→ **TO BE DONE**:
Pictures in the records should not be copied, but every other part must be repeated exactly.

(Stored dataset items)
--------------------------------------------------

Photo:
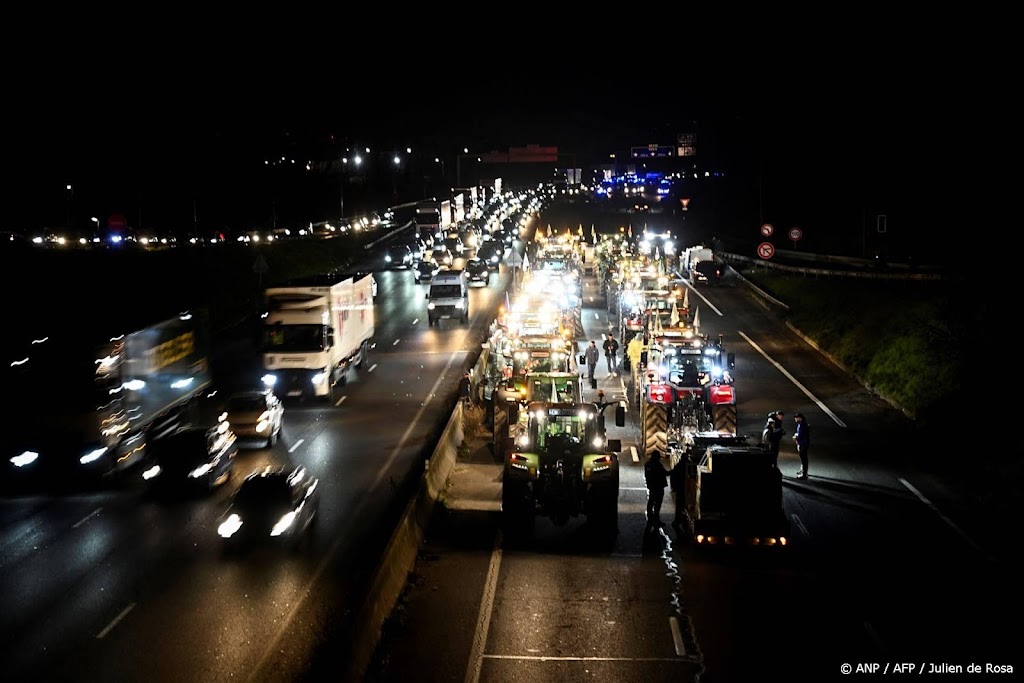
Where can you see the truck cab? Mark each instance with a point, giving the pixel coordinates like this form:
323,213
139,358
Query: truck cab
448,297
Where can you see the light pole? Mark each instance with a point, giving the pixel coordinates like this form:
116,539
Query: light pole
458,165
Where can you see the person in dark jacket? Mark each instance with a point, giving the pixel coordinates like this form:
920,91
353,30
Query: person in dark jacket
611,354
656,479
592,356
803,440
773,433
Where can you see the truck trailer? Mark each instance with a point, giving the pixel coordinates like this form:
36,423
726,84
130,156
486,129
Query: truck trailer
732,492
315,330
81,414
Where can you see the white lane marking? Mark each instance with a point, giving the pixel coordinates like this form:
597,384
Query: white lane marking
697,292
544,657
86,518
483,617
944,518
110,627
793,379
677,637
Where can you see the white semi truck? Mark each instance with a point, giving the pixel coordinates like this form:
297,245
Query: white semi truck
82,414
314,331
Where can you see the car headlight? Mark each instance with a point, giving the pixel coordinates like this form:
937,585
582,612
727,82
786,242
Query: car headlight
202,470
228,527
24,459
283,524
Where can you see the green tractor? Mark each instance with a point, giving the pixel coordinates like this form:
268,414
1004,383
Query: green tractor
560,464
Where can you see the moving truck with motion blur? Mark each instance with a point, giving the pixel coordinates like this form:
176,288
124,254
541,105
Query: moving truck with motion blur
315,330
80,413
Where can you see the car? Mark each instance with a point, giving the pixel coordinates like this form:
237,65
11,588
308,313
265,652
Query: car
491,255
424,270
455,244
397,256
441,256
273,506
477,270
256,416
194,459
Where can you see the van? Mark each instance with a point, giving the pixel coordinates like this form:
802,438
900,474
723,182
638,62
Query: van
448,297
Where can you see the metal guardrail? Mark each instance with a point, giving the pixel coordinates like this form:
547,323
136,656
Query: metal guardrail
834,272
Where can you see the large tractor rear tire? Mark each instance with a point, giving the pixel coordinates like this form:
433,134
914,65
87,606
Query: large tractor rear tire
654,425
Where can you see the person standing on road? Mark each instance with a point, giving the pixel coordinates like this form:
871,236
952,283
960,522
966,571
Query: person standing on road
592,356
611,354
656,479
803,440
772,434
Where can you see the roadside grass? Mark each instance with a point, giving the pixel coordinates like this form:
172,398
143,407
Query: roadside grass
899,338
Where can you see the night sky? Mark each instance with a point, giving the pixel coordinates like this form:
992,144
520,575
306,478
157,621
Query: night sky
152,132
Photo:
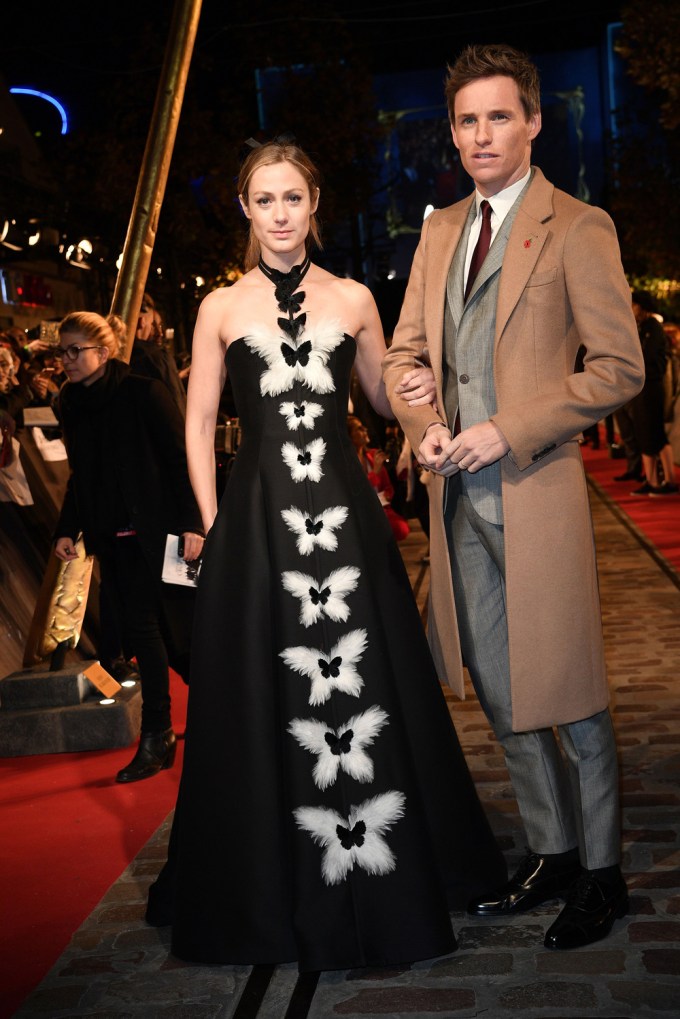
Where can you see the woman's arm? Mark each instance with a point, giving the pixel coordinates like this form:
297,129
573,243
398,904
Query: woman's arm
205,386
417,386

--------------------------------------------------

→ **RESPONSE BELOW**:
Photo:
Where can you see the truck cab? Mark each instance with a point, giving the pixel coordinates like this form:
323,213
139,358
Query: truck cab
448,297
Where can you see the light pole? Mark each instance with a point, giving the pixel coordinates like this form:
116,539
Query: light pole
458,165
Where can you see the person in dark jacket? Mark each instance with a point, giving the pixel coordinates like this form:
920,91
353,30
Query: person in dark jacket
611,354
656,479
592,356
803,440
773,433
Where can you see the truck trailer? Mark each instance with a point, giving the pixel coordinates like this form:
36,423
726,84
130,156
486,129
Query: truck trailer
732,492
315,330
81,414
Where can you see the white lane marking? Mark each instance with a point, giving the pixel coordinates like this form:
597,384
Query: white lane marking
697,292
544,657
86,518
483,617
944,518
110,627
793,379
677,637
Where can you see the white semi truck? Mark each instance with a point, giving the pixel coordinates like this form:
297,245
Query: white semi truck
82,414
314,331
Where can you see the car headlight? Mark each instance with a point, giving the pixel coordinates like this form:
937,585
582,612
727,82
786,242
Query: car headlight
202,470
228,527
24,459
283,524
Where can you see the green tractor? Mark each instance with a point, giving the pixel coordinates like this form:
268,414
1004,383
Query: green tractor
560,464
Where can you see the moving truck with motion blur? Mark each instance with a point, giving the pixel coordinates like this form:
176,288
124,254
541,105
Query: moving truck with motion blur
315,330
80,413
Where can you see the car? Mark each instance with a point, giving the pixel coordinates like this form:
237,65
11,588
308,313
265,652
Query: car
491,255
424,270
455,244
397,256
441,256
273,506
477,270
256,416
194,459
Where can you see the van? Mark each instance with a point, giving the pixel coordinates like this form:
802,438
900,474
723,182
638,62
Query: van
448,297
Where can you see the metal guardrail? Mark each instance with a point, giving the pixel coordinates like this form:
547,323
136,656
Query: metal guardrail
834,272
Where can you see the large tractor rear tire? Mark each instance with a point, giving the pixel coordinates like this form:
433,134
914,65
87,606
Query: large tractor rear tire
654,425
Where can you see the person standing on road? Mark each instance with a point, giving the pixel coordinates like this form:
871,236
952,283
960,522
966,571
Query: person standing on road
592,356
611,354
656,479
803,440
772,434
Where can you see the roadside grass? Mark each instance with a point, giving the pixel coordinates like this form:
172,398
143,407
Query: roadside grass
899,338
Where can you see the night sky? Mark each instance with a point, giving the pixel coordinates like this form:
992,144
520,575
306,478
157,621
Query: night sky
152,132
Photo:
Where can you see the woman's arm? Mark each instance with a point, giving the pixel coordinates like this form:
297,129
573,243
398,904
Query: woman's arm
205,386
417,386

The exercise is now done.